Short exercise: Update the data below by changing "Isolate" to "Mark" wherever it appears, keeping everything else the same. Leave the pictures out of your answer.

Region annotation entries:
[start]

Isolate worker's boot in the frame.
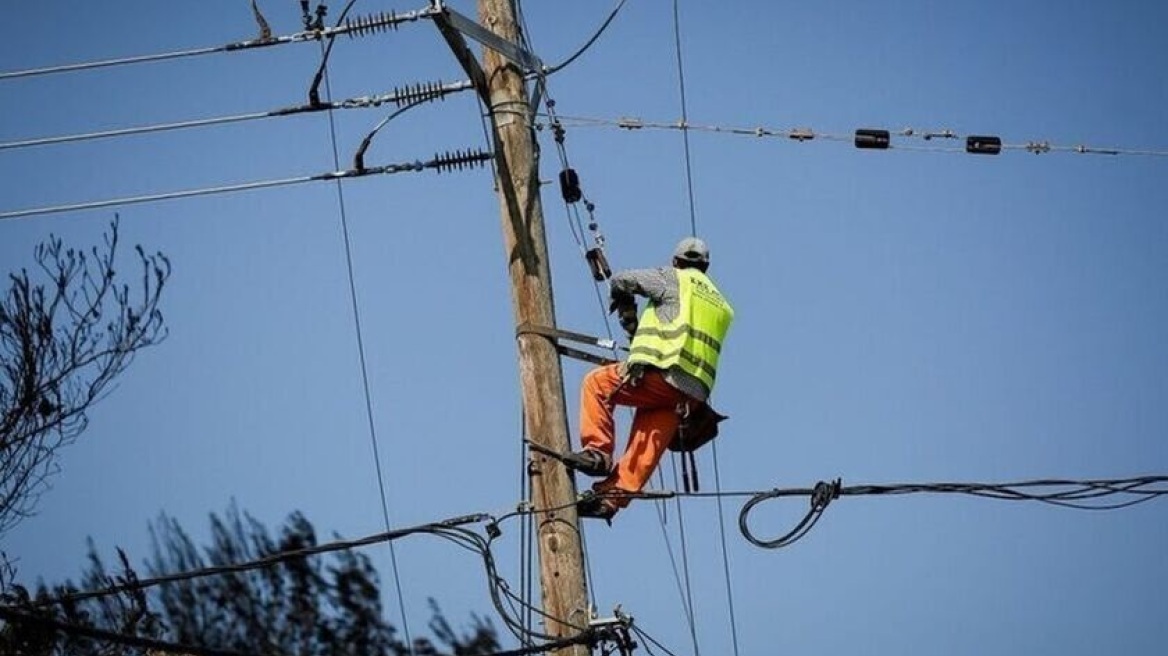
[563,448,612,477]
[576,493,618,526]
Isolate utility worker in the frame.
[564,237,734,519]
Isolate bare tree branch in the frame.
[0,217,171,536]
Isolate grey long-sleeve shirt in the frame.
[609,266,710,400]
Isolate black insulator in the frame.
[965,137,1002,155]
[584,246,612,282]
[345,12,402,39]
[856,128,889,151]
[559,168,584,203]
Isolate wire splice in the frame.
[345,11,408,39]
[965,135,1002,155]
[394,81,450,107]
[855,128,889,151]
[422,149,494,173]
[738,476,1168,549]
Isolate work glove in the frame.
[609,289,637,314]
[617,305,638,341]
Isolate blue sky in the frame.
[0,0,1168,656]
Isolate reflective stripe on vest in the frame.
[628,268,734,391]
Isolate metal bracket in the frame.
[443,6,542,72]
[431,0,544,114]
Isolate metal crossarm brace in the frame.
[438,2,542,74]
[432,0,543,112]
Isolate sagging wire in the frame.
[353,81,474,170]
[17,512,492,609]
[630,624,676,656]
[536,475,1168,549]
[0,606,251,656]
[0,511,598,656]
[661,459,701,656]
[738,476,1168,549]
[0,79,474,151]
[315,35,415,656]
[710,440,738,656]
[0,149,493,219]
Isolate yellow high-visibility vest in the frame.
[628,268,734,392]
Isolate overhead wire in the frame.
[321,28,413,655]
[543,0,626,75]
[0,6,437,81]
[19,512,492,608]
[0,606,252,656]
[0,79,474,151]
[541,116,1168,158]
[673,0,738,656]
[673,0,697,237]
[0,151,492,219]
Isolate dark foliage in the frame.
[0,219,171,537]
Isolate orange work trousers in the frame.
[580,364,691,508]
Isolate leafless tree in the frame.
[0,217,171,537]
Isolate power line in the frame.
[313,39,413,655]
[539,0,626,75]
[673,0,697,240]
[544,116,1168,158]
[0,151,492,219]
[0,606,612,656]
[0,79,474,151]
[738,476,1168,549]
[0,6,438,81]
[0,606,258,656]
[20,512,491,609]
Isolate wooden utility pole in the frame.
[479,0,589,654]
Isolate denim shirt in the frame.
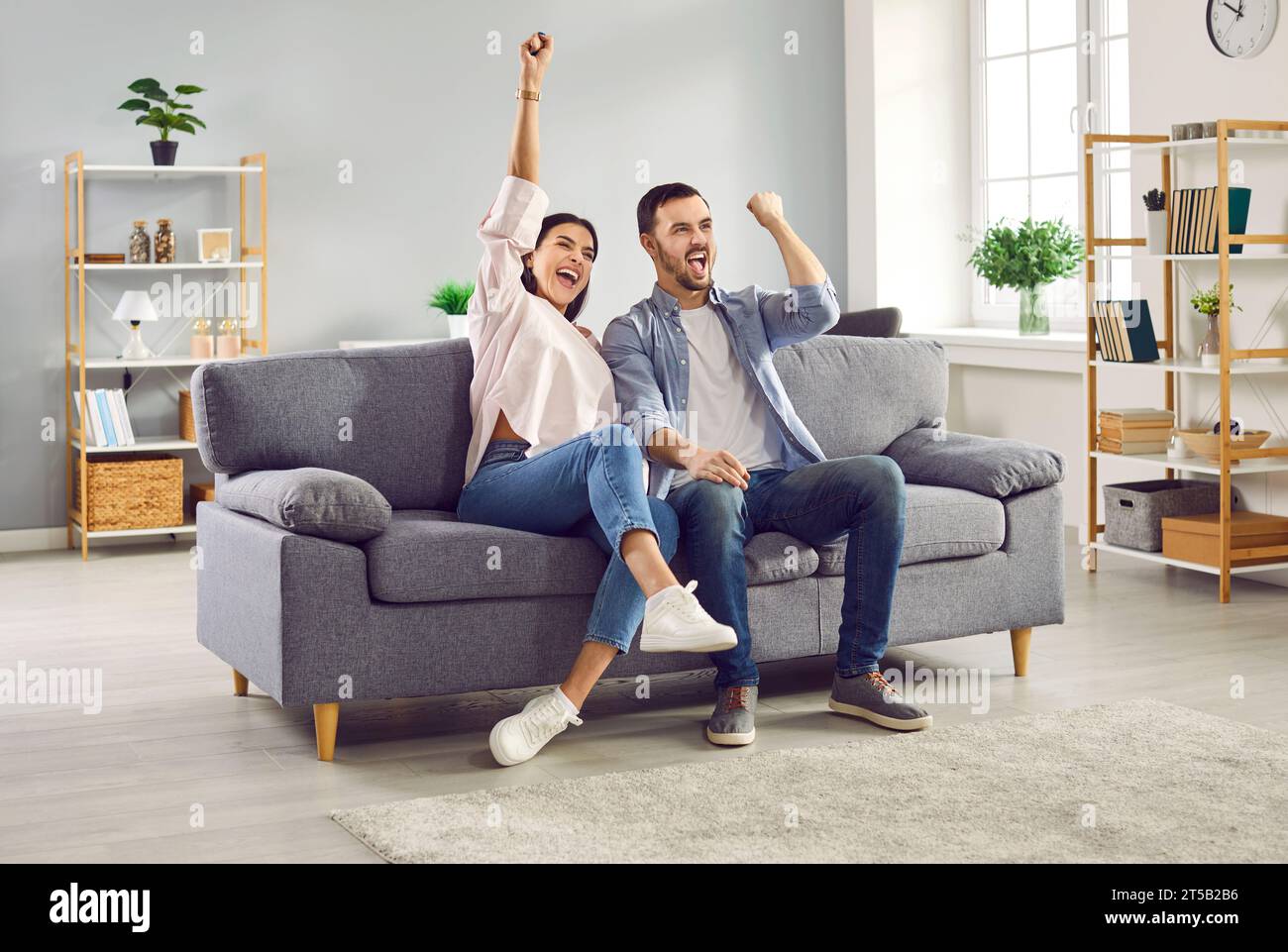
[602,278,841,498]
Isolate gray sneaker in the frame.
[827,672,931,730]
[707,685,760,747]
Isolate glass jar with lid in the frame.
[129,219,152,264]
[155,218,174,264]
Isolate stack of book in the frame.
[1167,185,1252,255]
[72,389,134,447]
[1098,407,1176,455]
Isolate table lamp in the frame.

[end]

Finished exercise:
Mark worker's boot in the frame.
[563,448,612,477]
[576,493,618,526]
Mark utility worker in the frame.
[564,237,734,519]
Mark bare tree branch in the frame.
[0,217,171,536]
Mark grey long-sleeve shirt in the frame.
[609,266,710,400]
Mark black insulator in the frame.
[965,137,1002,155]
[584,246,612,282]
[345,12,402,39]
[856,128,889,151]
[559,168,584,203]
Mark wire splice in the frame.
[345,11,408,39]
[965,135,1002,155]
[394,81,450,107]
[855,128,889,151]
[422,149,494,173]
[738,476,1168,549]
Mark work glove in the frame.
[609,289,637,314]
[617,305,638,341]
Mark blue sky in the frame.
[0,0,1168,656]
Mark reflective stripe on vest in the frame.
[628,268,734,391]
Mark metal bracket in the frame.
[443,6,542,72]
[431,0,544,114]
Mark metal crossarm brace in the frame.
[438,2,542,74]
[432,0,543,112]
Mark sagging wire in the frame.
[353,81,474,170]
[17,512,492,609]
[630,624,676,656]
[536,475,1168,549]
[0,606,251,656]
[0,511,598,656]
[661,459,701,656]
[738,476,1168,549]
[0,79,474,151]
[315,35,415,656]
[710,440,738,656]
[0,149,493,219]
Mark yellow high-visibility vest in the frame.
[628,268,734,392]
Mark overhead wire in the frame.
[321,28,413,655]
[543,0,626,75]
[0,6,437,81]
[19,512,492,608]
[0,606,252,656]
[0,79,474,151]
[541,116,1168,158]
[673,0,738,656]
[673,0,697,237]
[0,151,492,219]
Mark dark foliage in the frame.
[0,219,171,537]
Mark orange work trousers in the frame.
[580,364,691,508]
Mark leafless tree in the frame.
[0,217,171,537]
Mark power line in the frame.
[313,39,413,655]
[539,0,626,75]
[673,0,697,240]
[544,116,1168,158]
[0,151,492,219]
[0,606,612,656]
[0,79,474,151]
[738,476,1168,549]
[0,6,438,81]
[0,606,258,656]
[20,512,491,609]
Mark wooden utility pole in the frame.
[479,0,589,654]
Mark denim shirt in the frame.
[602,278,841,498]
Mark gray sneaker in the frame.
[827,672,931,730]
[707,685,760,747]
Mark glass jar with lid in the frame.
[129,219,152,264]
[155,218,174,264]
Mark stack of book in the frame.
[1167,185,1252,255]
[72,389,134,447]
[1098,407,1176,455]
Mark table lamp in the frame.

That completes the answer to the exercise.